Photo labels with their boxes
☆ ☆ ☆
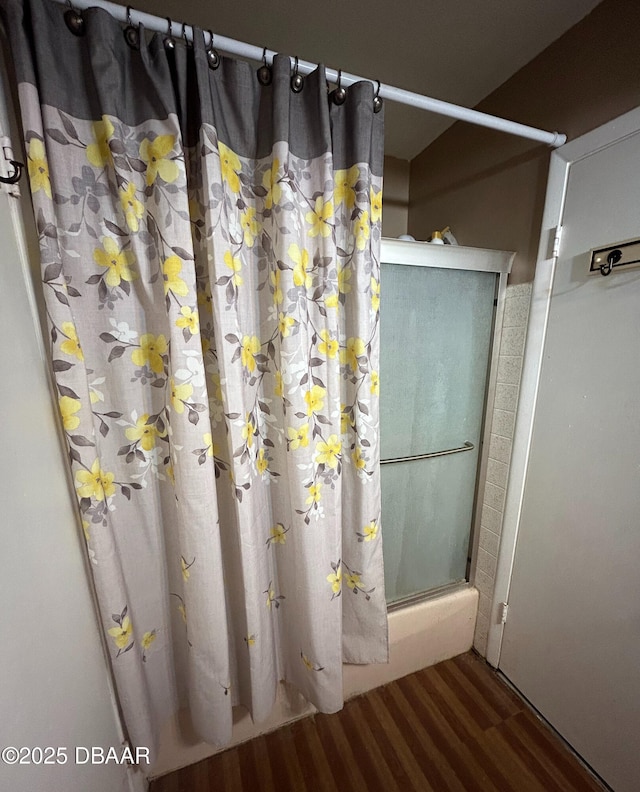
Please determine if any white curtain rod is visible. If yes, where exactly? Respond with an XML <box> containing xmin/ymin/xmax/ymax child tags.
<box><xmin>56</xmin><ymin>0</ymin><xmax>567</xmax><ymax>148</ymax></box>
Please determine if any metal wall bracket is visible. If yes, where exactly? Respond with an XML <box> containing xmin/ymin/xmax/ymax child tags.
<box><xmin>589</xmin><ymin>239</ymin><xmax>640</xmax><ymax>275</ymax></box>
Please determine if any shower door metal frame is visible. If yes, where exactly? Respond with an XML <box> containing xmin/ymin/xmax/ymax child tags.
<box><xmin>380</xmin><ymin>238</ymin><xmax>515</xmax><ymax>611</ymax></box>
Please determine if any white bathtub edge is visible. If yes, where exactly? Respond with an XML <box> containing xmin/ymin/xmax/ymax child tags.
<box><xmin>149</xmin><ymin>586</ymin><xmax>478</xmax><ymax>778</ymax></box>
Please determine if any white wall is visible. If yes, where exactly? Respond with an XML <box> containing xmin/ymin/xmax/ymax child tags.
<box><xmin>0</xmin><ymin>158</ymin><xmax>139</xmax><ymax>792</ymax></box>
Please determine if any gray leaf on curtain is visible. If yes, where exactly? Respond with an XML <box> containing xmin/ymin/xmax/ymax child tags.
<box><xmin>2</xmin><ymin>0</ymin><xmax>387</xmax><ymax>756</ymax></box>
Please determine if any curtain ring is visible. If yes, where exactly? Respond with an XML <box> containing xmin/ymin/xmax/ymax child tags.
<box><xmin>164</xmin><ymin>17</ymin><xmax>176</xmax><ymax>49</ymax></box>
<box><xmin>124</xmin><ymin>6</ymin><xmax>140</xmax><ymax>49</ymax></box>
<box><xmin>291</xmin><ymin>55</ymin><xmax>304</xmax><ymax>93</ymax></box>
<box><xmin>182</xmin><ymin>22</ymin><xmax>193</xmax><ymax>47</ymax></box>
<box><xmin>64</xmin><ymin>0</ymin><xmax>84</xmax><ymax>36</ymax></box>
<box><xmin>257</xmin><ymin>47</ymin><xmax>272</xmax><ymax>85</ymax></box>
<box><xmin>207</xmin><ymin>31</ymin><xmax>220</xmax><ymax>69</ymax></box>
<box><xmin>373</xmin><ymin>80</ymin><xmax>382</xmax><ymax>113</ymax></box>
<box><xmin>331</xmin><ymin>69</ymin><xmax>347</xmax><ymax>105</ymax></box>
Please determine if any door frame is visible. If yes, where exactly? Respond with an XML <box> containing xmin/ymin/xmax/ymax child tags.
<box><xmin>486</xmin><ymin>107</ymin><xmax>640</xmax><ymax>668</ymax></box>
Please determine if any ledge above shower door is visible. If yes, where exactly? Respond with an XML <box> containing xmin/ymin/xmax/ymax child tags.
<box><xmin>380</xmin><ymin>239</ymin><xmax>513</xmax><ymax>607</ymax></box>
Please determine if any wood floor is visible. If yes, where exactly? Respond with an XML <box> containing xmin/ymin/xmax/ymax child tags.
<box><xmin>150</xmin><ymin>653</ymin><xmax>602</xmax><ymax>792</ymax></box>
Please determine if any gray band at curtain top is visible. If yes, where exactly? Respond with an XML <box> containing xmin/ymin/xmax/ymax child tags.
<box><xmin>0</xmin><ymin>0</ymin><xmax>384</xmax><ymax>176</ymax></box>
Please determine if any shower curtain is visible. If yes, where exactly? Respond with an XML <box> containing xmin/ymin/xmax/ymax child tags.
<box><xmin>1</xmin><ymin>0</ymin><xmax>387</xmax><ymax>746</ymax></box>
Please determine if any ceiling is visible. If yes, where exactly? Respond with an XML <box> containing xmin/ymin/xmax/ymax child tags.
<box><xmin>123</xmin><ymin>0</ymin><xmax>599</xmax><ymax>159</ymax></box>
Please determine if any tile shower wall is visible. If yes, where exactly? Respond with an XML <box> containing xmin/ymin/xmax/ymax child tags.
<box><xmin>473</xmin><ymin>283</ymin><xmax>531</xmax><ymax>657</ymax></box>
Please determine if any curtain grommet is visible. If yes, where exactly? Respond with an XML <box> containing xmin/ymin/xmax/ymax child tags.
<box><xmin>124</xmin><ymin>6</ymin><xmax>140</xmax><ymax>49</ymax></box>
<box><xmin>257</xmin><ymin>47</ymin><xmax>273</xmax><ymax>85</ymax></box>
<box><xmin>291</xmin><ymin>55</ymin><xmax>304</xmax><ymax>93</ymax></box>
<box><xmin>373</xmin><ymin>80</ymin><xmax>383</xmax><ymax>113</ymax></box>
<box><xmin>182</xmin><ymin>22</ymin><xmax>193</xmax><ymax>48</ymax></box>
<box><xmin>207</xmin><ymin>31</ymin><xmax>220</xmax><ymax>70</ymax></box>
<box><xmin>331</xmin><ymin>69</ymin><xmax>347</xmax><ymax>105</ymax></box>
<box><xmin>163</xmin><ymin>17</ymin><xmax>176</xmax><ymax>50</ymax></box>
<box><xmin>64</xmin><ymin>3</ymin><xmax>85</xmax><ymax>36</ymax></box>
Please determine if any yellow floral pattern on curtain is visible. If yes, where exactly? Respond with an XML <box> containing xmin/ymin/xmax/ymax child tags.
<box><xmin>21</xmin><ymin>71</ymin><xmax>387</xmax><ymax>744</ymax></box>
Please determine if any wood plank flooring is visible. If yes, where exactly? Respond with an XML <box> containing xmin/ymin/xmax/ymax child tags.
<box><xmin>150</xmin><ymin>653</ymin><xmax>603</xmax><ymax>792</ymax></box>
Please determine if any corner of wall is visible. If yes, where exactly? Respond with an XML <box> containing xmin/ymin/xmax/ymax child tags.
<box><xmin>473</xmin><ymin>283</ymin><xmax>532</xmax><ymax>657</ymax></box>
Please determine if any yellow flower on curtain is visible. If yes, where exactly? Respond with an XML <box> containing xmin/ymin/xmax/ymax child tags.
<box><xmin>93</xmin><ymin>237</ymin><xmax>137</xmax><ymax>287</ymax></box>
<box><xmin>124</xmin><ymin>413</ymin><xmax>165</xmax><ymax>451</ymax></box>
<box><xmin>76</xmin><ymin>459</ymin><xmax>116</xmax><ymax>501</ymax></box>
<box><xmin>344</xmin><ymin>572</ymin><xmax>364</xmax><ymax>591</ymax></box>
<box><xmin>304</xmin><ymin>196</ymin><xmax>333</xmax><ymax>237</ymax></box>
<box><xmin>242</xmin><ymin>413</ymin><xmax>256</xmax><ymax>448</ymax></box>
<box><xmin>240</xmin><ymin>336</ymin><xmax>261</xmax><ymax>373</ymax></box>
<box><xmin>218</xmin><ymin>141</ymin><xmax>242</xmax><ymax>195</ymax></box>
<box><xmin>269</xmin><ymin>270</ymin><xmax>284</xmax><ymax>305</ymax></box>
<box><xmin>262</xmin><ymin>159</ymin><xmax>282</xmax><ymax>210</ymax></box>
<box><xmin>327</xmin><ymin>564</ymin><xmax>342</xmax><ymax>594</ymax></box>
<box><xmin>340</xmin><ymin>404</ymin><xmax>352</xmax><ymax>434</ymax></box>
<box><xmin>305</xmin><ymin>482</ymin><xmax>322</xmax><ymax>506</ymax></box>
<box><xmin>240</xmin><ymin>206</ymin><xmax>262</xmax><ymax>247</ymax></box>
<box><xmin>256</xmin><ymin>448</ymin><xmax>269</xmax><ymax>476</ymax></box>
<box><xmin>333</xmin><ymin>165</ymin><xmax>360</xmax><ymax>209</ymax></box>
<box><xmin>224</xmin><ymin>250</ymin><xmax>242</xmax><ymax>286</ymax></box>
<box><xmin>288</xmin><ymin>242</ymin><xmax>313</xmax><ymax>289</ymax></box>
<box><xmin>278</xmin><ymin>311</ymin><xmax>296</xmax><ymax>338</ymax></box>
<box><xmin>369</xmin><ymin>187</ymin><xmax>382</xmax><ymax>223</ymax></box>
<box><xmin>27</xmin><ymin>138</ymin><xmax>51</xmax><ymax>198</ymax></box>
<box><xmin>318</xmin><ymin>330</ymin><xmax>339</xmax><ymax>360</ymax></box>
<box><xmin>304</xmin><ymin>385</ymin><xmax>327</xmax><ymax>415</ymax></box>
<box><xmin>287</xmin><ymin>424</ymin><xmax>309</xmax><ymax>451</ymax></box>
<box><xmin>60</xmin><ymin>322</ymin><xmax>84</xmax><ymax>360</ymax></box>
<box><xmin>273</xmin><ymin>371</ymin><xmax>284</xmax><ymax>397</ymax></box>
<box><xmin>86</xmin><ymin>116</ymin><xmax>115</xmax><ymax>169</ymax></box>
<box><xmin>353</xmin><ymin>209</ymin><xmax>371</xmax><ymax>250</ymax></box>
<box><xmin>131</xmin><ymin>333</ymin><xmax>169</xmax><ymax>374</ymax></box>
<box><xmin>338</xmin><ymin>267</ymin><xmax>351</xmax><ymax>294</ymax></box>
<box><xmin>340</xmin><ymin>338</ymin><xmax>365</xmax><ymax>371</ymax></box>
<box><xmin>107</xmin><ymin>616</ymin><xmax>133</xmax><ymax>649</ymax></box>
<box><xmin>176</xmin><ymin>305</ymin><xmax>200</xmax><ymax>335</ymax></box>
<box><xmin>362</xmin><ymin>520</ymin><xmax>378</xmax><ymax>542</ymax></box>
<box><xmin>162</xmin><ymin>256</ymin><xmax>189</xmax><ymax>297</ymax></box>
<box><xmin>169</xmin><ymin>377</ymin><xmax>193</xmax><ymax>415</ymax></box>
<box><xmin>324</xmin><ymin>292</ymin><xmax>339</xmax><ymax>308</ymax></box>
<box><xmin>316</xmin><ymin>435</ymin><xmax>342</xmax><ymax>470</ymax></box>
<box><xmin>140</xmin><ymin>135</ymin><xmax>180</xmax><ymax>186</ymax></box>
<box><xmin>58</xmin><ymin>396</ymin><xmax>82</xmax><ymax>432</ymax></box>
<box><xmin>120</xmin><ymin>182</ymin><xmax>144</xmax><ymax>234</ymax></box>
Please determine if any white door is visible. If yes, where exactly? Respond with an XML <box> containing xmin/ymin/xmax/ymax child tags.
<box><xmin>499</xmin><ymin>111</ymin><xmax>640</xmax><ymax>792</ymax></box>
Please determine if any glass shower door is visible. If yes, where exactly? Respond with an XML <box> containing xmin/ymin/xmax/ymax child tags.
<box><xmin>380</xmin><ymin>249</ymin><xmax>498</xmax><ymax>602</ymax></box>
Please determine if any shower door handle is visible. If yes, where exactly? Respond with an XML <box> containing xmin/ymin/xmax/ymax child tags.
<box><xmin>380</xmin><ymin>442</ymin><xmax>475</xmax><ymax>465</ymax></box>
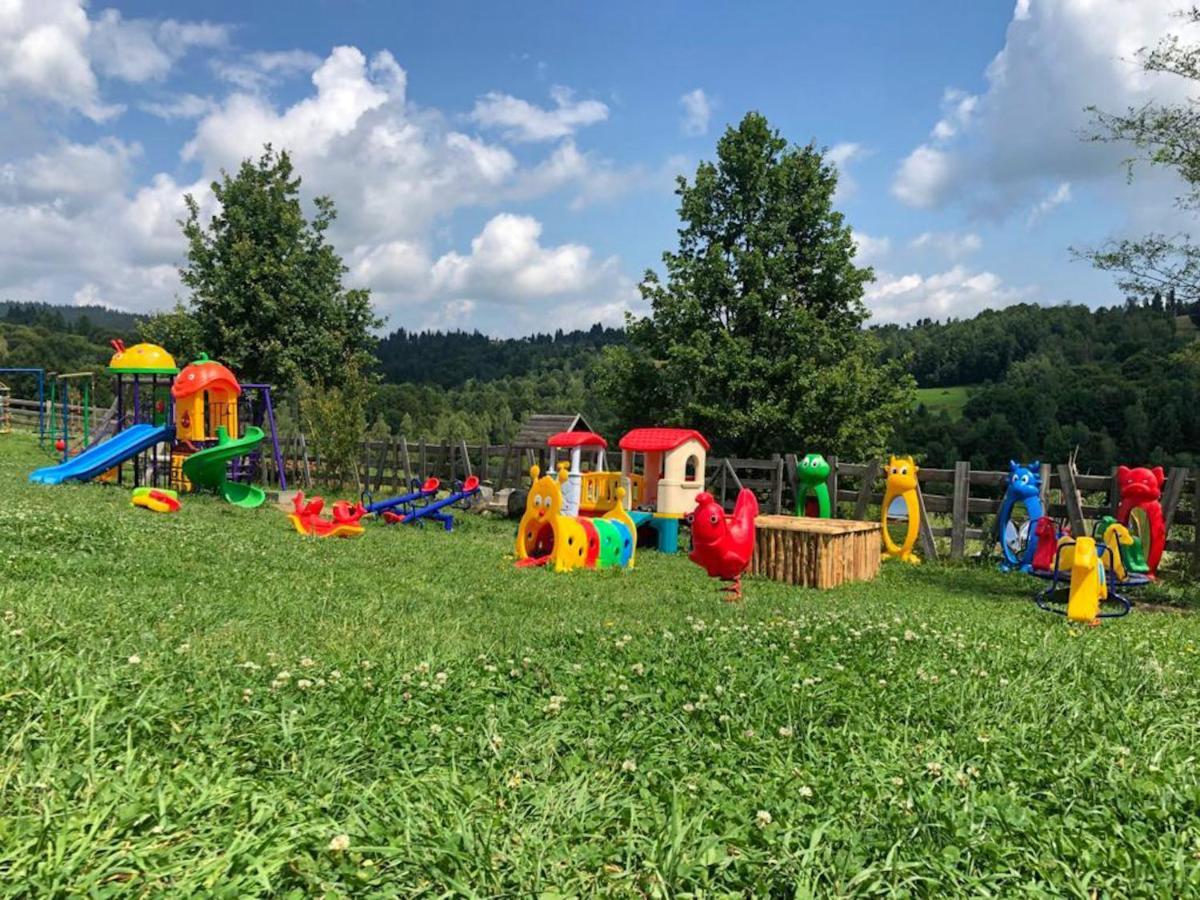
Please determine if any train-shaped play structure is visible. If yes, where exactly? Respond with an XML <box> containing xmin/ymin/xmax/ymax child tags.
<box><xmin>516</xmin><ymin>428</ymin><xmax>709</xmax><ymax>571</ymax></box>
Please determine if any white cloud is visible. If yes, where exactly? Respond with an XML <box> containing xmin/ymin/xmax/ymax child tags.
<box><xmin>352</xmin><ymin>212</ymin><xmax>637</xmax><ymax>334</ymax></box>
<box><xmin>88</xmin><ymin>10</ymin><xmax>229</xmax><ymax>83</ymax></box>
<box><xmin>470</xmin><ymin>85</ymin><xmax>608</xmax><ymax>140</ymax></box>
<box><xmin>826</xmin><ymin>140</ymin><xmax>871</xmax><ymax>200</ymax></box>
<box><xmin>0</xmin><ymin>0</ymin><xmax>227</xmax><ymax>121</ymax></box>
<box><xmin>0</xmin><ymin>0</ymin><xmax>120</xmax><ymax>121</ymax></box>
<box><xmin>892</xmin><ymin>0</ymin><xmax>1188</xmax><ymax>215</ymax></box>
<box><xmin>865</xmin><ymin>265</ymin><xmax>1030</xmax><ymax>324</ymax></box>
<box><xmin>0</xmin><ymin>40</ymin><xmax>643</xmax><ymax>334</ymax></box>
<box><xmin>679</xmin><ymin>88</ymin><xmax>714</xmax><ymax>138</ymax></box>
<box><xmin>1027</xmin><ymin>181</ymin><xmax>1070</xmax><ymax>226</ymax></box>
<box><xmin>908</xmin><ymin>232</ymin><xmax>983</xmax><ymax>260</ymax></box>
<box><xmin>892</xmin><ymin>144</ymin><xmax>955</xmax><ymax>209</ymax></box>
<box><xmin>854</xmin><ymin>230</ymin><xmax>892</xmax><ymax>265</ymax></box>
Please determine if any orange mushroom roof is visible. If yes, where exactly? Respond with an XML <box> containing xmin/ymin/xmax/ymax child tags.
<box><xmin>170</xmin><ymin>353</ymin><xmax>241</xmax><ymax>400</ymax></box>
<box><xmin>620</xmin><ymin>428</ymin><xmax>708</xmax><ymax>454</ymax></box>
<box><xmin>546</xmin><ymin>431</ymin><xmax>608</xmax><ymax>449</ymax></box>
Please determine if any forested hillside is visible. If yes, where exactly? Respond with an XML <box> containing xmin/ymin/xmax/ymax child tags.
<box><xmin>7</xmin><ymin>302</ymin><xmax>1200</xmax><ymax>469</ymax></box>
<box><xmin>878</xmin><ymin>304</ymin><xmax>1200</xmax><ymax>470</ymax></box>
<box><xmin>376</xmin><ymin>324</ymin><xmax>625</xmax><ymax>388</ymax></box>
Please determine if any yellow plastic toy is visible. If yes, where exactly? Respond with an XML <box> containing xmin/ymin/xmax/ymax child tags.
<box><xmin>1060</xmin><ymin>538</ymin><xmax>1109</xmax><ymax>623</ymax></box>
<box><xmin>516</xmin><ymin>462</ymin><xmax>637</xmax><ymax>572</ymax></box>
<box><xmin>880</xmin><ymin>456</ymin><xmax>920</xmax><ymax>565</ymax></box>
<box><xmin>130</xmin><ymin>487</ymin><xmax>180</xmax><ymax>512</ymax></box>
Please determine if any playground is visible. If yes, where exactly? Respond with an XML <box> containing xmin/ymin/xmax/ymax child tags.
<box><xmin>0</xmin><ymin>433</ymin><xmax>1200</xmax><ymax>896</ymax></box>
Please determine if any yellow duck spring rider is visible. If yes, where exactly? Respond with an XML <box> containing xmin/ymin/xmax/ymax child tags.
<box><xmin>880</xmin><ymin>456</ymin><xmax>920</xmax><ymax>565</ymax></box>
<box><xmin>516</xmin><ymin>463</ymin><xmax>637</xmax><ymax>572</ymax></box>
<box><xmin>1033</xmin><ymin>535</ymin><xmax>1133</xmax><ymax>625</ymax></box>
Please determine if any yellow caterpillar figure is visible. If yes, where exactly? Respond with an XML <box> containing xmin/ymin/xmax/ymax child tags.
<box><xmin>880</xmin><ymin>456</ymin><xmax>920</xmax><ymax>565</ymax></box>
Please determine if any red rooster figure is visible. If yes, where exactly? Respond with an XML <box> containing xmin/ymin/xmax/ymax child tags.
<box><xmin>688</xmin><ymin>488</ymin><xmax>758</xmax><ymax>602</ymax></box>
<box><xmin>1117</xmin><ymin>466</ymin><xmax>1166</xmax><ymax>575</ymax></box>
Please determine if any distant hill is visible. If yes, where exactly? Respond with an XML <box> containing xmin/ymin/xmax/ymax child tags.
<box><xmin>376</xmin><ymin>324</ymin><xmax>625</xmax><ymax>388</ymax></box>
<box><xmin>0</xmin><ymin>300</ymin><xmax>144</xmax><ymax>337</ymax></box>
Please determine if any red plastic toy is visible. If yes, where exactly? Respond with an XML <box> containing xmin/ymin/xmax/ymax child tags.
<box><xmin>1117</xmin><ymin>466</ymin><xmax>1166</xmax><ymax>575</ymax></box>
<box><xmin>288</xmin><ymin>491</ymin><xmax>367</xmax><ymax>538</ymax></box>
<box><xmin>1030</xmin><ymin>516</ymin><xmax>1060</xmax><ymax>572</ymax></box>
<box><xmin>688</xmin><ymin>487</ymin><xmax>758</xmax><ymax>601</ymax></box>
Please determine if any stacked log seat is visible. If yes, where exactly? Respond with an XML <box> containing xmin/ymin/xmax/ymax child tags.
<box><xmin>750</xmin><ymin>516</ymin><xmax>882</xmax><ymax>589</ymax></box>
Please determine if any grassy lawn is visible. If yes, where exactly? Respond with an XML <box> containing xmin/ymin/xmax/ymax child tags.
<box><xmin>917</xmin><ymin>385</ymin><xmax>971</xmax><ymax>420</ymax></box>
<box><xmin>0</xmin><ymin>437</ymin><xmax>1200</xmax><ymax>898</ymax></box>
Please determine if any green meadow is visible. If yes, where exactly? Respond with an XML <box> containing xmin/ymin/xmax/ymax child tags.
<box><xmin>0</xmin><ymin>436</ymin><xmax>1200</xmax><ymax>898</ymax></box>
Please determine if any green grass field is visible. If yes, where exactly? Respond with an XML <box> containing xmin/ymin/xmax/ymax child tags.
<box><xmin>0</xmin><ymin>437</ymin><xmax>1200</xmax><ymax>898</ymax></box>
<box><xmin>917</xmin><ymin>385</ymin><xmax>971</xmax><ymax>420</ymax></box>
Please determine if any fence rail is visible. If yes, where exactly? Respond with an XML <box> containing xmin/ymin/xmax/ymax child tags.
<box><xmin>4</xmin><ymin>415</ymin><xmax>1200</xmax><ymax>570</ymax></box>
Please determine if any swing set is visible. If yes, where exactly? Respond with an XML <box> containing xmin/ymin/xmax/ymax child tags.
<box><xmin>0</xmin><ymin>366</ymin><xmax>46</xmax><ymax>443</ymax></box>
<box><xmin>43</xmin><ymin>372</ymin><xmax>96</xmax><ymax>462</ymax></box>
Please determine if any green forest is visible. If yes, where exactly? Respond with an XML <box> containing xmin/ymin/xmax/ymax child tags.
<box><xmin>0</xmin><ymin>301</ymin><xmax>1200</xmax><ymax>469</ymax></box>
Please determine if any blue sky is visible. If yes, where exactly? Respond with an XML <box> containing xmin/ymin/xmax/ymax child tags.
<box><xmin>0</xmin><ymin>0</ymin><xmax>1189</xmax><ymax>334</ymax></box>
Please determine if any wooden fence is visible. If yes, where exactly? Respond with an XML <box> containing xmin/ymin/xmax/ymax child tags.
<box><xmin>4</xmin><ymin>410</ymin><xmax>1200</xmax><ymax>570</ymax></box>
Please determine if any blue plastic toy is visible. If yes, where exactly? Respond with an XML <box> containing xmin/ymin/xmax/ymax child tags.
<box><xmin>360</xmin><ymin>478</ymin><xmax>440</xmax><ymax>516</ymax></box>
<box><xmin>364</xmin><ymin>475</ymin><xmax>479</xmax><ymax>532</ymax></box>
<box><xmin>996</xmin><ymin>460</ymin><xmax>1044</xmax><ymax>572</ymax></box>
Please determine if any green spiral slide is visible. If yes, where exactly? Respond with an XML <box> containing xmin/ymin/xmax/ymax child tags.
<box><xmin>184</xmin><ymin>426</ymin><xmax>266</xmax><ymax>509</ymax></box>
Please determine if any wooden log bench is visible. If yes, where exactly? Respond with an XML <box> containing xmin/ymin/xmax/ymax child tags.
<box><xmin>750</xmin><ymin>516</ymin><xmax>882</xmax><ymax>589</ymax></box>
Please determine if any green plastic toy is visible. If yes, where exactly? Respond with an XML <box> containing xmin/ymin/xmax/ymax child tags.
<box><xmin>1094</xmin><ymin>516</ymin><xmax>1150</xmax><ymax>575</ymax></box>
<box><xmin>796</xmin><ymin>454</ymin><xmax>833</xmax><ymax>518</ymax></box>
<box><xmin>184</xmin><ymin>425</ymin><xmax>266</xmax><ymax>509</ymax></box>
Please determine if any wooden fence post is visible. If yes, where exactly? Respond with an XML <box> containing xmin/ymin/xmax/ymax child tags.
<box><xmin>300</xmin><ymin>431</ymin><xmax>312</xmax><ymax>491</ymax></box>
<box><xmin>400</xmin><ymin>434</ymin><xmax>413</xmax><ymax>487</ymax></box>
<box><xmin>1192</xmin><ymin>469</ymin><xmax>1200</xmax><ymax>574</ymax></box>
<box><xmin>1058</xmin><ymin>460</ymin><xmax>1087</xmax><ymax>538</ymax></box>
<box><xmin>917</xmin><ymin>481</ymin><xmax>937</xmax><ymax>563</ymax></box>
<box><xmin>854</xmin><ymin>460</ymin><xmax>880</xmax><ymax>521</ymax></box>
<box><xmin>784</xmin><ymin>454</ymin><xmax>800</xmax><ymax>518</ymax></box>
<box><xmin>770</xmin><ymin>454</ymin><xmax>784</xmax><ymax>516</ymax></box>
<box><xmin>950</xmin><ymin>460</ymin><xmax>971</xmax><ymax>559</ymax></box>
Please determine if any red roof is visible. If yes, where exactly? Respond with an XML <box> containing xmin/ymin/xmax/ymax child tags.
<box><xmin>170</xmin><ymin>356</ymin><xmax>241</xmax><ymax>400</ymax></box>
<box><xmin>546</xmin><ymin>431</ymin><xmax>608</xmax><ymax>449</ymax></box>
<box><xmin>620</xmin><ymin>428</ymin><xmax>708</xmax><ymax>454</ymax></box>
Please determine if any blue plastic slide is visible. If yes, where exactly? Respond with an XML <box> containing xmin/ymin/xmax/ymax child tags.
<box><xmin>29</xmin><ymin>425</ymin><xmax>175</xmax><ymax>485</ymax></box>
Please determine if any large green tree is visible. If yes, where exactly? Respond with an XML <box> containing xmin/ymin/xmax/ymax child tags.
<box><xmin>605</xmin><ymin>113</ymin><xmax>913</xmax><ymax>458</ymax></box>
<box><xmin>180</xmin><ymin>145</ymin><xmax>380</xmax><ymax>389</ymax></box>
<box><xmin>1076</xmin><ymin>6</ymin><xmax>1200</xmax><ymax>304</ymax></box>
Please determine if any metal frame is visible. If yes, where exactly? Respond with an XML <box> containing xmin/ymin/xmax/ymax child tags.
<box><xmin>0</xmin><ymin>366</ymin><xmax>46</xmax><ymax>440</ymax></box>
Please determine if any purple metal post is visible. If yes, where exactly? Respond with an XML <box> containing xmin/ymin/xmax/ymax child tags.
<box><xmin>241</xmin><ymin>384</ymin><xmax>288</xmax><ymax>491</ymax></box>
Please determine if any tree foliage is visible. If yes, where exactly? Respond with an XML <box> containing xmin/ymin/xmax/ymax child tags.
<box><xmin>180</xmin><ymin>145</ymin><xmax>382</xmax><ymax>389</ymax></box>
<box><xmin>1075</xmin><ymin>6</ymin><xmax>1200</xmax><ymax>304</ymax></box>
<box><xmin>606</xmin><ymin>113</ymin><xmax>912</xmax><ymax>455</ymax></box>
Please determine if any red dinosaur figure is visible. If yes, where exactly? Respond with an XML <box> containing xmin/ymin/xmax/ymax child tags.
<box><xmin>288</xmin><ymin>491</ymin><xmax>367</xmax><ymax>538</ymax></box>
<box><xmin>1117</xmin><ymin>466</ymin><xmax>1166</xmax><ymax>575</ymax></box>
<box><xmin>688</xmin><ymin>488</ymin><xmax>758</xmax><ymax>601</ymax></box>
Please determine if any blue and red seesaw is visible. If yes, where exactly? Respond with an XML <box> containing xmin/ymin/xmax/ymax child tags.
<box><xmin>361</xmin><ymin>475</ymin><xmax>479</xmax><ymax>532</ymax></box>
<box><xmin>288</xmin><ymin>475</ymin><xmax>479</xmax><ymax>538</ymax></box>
☆ ☆ ☆
_Objective:_ Please count the lines in the data above that contain the word "tree" and give only that number.

_Full output:_ 2